━━ 抜粋

第8回目の「みなとスポーツフォーラム~2019年ラグビーワールドカップに向けて~」はJRFUハイパフォーマンスマネージャー/7人制日本代表コーチ、岩渕 健輔氏をお招きし、1月27日 (木)、麻布区民センターにて行いました。
今回のフォーラムでは、「セブンズラグビーの魅力と今後」をテーマに、2016年のオリンピックから採用されるセブンズラグビー、15人制とは一味違う7人制ラグビーや7人制の大会の特徴や魅力、オリンピック出場に向けた日本の活動や世界の情勢、今後の強化プランをお話しいただきました。

岩渕健輔氏
岩渕健輔氏

【7人制ラグビー】
2009年、ドバイで開催されたワールドカップは141カ国で視聴され、2016年のリオデジャネイロ五輪から男女とも7人制ラグビーは正式種目となりました。岩渕氏は7人制ラグビーについて、ボールの取り合いが頻繁に起こり、ボールが激しく動くのが特徴であると述べられました。また、15人制との違いについてフィジーやニュージーランドの監督の話も交え、少ない人数で同じグラウンドを使用する7人制ラグビーでは選手への負担も多く、試合前に一定の準備期間が必要であるとも。プレーではスピードとアジリティ(俊敏さ)、ハンドリンングスキルなどが鍵となりエキサイティングで流れるようなプレーが求められると述べられました。

━━━━
━━ 課題用データ

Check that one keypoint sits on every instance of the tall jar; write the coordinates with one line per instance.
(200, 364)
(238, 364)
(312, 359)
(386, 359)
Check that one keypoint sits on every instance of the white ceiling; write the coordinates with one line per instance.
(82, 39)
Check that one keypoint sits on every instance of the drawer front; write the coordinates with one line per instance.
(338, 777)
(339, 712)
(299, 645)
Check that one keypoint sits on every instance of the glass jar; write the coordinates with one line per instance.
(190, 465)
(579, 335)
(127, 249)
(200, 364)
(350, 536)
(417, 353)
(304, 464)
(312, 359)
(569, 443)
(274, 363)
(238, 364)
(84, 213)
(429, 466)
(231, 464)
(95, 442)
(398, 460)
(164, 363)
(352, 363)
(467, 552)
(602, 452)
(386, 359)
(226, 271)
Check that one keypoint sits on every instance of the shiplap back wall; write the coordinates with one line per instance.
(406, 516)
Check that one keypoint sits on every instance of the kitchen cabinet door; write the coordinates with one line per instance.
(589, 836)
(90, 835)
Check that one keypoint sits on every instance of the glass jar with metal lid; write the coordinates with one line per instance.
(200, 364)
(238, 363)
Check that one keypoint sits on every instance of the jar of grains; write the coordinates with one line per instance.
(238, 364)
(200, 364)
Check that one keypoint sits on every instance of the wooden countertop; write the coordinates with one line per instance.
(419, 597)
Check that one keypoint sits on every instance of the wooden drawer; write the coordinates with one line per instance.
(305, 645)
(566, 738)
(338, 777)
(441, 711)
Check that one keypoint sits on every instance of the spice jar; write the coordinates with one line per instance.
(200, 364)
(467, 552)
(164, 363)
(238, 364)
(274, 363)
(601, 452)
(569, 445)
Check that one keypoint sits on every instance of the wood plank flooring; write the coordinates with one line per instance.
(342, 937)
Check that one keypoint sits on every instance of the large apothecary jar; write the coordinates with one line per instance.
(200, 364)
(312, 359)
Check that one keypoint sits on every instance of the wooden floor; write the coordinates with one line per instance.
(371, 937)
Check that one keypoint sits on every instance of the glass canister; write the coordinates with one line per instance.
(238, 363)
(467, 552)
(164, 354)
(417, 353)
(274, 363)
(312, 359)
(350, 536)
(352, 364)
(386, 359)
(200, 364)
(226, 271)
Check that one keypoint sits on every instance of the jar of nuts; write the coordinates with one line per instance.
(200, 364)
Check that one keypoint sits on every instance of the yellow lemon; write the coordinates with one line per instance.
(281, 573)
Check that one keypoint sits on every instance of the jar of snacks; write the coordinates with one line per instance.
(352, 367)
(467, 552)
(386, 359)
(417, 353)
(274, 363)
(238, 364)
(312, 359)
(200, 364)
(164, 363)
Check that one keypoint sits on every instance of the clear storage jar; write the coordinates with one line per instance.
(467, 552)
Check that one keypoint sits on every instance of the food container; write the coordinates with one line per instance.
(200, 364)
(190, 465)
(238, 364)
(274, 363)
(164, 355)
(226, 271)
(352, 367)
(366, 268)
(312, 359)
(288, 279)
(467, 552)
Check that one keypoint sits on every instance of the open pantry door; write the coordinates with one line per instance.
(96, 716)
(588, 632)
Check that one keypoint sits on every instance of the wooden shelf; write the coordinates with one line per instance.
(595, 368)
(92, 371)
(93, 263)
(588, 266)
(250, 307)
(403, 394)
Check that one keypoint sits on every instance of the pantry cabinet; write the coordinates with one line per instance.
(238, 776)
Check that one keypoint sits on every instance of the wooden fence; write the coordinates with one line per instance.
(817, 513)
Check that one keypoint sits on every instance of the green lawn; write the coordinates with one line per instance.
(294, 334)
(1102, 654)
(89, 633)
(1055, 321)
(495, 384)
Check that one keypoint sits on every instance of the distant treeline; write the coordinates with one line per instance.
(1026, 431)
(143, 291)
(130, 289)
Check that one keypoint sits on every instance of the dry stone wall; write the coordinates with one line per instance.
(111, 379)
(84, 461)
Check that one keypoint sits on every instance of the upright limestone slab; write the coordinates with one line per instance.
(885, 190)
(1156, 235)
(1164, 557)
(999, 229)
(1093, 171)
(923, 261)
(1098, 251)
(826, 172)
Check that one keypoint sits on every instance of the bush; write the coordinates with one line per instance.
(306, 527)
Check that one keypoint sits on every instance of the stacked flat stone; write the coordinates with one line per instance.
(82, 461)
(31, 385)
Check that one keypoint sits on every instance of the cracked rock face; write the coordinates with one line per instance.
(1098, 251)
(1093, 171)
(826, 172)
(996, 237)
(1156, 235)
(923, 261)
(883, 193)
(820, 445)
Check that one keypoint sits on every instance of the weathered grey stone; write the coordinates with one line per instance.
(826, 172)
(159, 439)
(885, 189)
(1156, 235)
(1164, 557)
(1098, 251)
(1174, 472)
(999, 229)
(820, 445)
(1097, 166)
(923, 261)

━━━━

#### 取り組む課題:
#1 抜粋では、7人制ラグビーの試合前に一定の準備期間が必要とされています。その理由を、抜粋の記述に基づいて1〜3文で説明してください。
#2 エントリのうち、文字列「wall」を含む行はいくつあるか、その数のみを答えてください。

#### 解答:
#1 7人制ラグビーは少ない人数で同じグラウンドを使用するため、選手への負担が多くなります。そのため、試合前に一定の準備期間が必要であると述べられています。

#2 2